Convert every line of the rows below into a Markdown table with the columns Number and Line, numbering each line in order and leaving out any blank lines.

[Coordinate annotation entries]
::::

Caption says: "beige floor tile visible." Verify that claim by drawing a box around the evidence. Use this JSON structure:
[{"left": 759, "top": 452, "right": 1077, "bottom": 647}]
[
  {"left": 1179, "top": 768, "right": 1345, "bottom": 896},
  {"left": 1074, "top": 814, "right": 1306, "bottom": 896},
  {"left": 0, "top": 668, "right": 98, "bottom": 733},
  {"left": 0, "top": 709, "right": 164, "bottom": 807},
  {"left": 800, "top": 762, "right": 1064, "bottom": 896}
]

::::

Task response:
| Number | Line |
|---|---|
| 1 | Caption says: "beige floor tile visible." Verify that claim by drawing a box around the evidence. Use this JSON structure: |
| 2 | [{"left": 759, "top": 452, "right": 1077, "bottom": 647}] |
| 3 | [ |
| 4 |   {"left": 1179, "top": 768, "right": 1345, "bottom": 896}, |
| 5 |   {"left": 1074, "top": 814, "right": 1306, "bottom": 896}, |
| 6 |   {"left": 0, "top": 668, "right": 98, "bottom": 733}, |
| 7 |   {"left": 0, "top": 709, "right": 164, "bottom": 807}, |
| 8 |   {"left": 800, "top": 762, "right": 1064, "bottom": 896} |
| 9 | ] |